--- Exercise ---
Can you write out the data below line for line, leaving out the pictures?

━━ Supplied data

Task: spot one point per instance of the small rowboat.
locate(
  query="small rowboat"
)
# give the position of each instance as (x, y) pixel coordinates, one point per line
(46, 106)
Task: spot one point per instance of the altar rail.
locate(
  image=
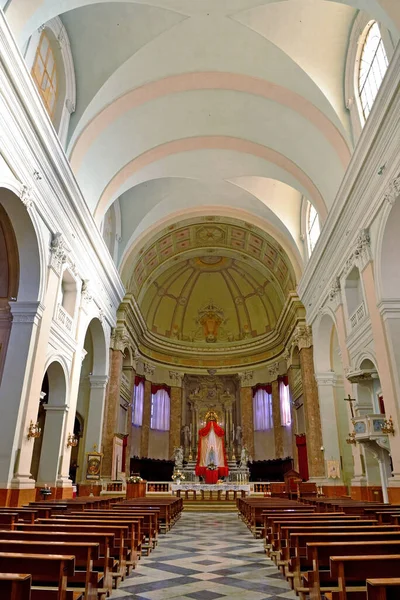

━━━━

--- Response ---
Task: spot one point per instance of the small rowboat.
locate(
  query="small rowboat"
)
# give the position of each instance as (x, y) pixel coordinates, one point per line
(46, 106)
Task: spot one point per instance of the altar rail.
locate(
  image=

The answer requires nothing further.